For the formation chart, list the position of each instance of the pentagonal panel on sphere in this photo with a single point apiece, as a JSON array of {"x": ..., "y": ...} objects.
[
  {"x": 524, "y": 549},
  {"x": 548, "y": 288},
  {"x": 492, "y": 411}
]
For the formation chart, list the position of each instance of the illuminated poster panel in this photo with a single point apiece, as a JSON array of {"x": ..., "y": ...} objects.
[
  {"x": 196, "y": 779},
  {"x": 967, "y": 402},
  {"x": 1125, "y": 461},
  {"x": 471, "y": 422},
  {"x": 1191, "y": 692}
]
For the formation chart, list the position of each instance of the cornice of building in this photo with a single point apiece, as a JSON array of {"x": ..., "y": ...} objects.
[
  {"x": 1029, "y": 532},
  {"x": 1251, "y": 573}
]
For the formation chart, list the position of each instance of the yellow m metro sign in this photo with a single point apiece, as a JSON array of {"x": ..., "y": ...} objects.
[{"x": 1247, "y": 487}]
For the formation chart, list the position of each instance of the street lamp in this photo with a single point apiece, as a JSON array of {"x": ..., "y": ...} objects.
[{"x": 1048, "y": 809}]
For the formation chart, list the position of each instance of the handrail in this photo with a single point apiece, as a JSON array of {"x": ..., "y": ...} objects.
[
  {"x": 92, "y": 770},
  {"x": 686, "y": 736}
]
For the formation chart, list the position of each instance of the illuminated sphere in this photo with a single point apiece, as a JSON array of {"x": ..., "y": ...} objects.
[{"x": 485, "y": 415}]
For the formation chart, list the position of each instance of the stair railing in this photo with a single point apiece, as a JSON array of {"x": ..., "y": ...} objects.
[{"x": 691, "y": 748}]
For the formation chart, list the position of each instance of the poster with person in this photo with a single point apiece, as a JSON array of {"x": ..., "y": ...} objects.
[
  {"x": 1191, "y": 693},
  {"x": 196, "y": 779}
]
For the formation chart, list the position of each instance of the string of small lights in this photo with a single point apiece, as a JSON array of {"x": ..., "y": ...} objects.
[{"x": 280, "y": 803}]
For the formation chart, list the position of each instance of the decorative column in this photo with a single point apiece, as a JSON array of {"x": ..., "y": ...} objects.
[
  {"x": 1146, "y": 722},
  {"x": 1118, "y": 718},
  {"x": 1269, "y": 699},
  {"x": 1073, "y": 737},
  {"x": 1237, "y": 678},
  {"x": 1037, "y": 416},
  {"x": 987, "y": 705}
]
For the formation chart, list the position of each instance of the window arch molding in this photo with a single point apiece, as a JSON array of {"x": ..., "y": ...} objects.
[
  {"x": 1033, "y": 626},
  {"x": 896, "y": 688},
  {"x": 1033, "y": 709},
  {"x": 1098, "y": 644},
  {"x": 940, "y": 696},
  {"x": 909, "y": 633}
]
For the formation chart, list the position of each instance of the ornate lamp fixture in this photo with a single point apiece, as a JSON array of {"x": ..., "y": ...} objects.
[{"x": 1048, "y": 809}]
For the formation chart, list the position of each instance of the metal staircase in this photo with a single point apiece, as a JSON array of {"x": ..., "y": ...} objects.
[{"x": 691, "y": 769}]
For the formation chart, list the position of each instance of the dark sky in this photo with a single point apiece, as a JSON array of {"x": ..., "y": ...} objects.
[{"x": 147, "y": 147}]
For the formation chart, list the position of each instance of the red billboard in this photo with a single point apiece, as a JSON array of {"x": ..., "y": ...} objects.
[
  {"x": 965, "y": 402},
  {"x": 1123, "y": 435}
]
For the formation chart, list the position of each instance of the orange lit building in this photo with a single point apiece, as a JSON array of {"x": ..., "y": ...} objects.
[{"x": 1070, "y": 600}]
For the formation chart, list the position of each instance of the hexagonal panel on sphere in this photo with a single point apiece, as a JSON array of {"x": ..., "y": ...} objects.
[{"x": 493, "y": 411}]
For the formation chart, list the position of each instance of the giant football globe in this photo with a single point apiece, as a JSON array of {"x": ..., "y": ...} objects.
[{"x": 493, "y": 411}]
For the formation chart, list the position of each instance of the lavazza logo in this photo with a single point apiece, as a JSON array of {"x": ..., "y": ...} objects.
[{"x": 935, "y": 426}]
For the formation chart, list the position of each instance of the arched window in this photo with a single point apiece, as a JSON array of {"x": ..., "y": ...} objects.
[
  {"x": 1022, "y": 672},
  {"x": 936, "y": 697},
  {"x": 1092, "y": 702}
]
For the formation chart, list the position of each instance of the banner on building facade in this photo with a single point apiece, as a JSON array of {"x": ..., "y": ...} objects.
★ ★ ★ ★ ★
EXERCISE PROMPT — Type the material above out again, exactly.

EXERCISE SOLUTION —
For the formation chart, list the position of each instance of the pentagonal panel on sphere in this photo with a single point apiece, as a JSON array of {"x": ..., "y": ...} objects.
[
  {"x": 524, "y": 549},
  {"x": 548, "y": 288},
  {"x": 492, "y": 411}
]
For the formation chart, list the position of each instance of the illuminated poster panel in this photo with a single point apiece, as a JSON array of {"x": ..., "y": ...} objects.
[
  {"x": 196, "y": 779},
  {"x": 967, "y": 402},
  {"x": 1125, "y": 461},
  {"x": 471, "y": 422},
  {"x": 1191, "y": 692}
]
For the formation chart, list the position of each instance of the cornice of building in this photo with a single point apiece, as a JSON array of {"x": ..., "y": ...} objects.
[
  {"x": 1029, "y": 532},
  {"x": 1251, "y": 573}
]
For the formation chart, list the position of each instance of the yellow m metro sign in this photo with a single point apiece, as a JSON array of {"x": ..., "y": ...} objects.
[{"x": 1247, "y": 487}]
For the formation chart, list the position of each instance of the street lamp in this photo with a single point apiece, as a JSON array of {"x": ..., "y": ...} objects.
[{"x": 1048, "y": 809}]
For the formation chart, list the position of each instance of the handrail in this photo with a single point apiece, as a JSON array of {"x": ..., "y": ...} objects.
[
  {"x": 92, "y": 770},
  {"x": 686, "y": 736}
]
For the formation chart, list the position of each instance of the illuminated sphere in this photo with a single point apiece, as a JSON array of {"x": ..., "y": ...} objects.
[{"x": 485, "y": 415}]
For the formation chart, list the position of each instance of the stair railing in this photo with a single point apiece, as a JSON array of {"x": ..., "y": ...} objects.
[{"x": 691, "y": 748}]
For the formation chart, list the position of each instance of the poster with person in this photo with a single point apiece, as a JSON array of {"x": ..., "y": ...} objects.
[
  {"x": 1191, "y": 693},
  {"x": 196, "y": 779}
]
For the formation chart, list the position of each instance of the string of small lights in this photo with a single point apiece, as a JSON array of {"x": ..., "y": ...} objects.
[{"x": 280, "y": 803}]
For the formation chart, list the position of each instance of the decorative column in this photo with a single point apiece, as a JSON array of {"x": ..., "y": ...} objects.
[
  {"x": 1146, "y": 722},
  {"x": 1118, "y": 718},
  {"x": 1269, "y": 699},
  {"x": 1073, "y": 737},
  {"x": 1237, "y": 678},
  {"x": 1037, "y": 416},
  {"x": 987, "y": 705}
]
For the formation chart, list the position of each instance of the window arch molding in this photo with a single point apiece, as a JSON array of {"x": ..., "y": ...} objects.
[
  {"x": 1033, "y": 626},
  {"x": 896, "y": 688},
  {"x": 1033, "y": 709},
  {"x": 1098, "y": 644},
  {"x": 940, "y": 696},
  {"x": 909, "y": 633}
]
For the formation chart, list the position of each instance of the ornate lamp fixture in this photo with a single point apiece, as a JSON array of {"x": ..., "y": ...} objects.
[{"x": 1048, "y": 809}]
For the formation chart, list the position of each instance of the metal staircase in this photo with a single point apiece, as a JSON array of {"x": ..., "y": ...} objects.
[{"x": 691, "y": 769}]
For the formation chart, list the position of each instance of the dark sky in this photo with a single point apiece, as a JSON array of {"x": ..., "y": ...} objects.
[{"x": 147, "y": 147}]
For the formation chart, list the position of each instance of the red billboard in this photo with a single point apiece, as a JSON array of {"x": ..., "y": ...} objects.
[
  {"x": 965, "y": 402},
  {"x": 1123, "y": 435}
]
For the formation chart, list the position of each instance of the orange lit building in this photo with a single point apiece, as a JSON array of {"x": ..., "y": ...} objects.
[{"x": 1070, "y": 600}]
For the formation chart, list the position of each instance of the hexagonal panel on sphere in this photo with a single point apiece, as a JSON array of {"x": ..., "y": ...} objects.
[{"x": 493, "y": 411}]
For the formation chart, list the position of each instance of the giant football globe in this photo with a single point apiece, as a JSON array of {"x": ..., "y": ...} objects.
[{"x": 493, "y": 411}]
For the formation chart, list the position of each instance of the lavazza logo in this photo with a single point apiece, as a JSON array of {"x": ..., "y": ...} objects.
[{"x": 935, "y": 426}]
For the formation chart, list the position of each instance of the arched window in this photo with a single point apiece, as a JSON array of {"x": ..., "y": ...} objects.
[
  {"x": 1022, "y": 672},
  {"x": 936, "y": 697},
  {"x": 1092, "y": 702}
]
For the formation chart, list the position of each instance of the banner on building facade in this photo with a single point apiece, as a JSON array of {"x": ..., "y": ...} objects.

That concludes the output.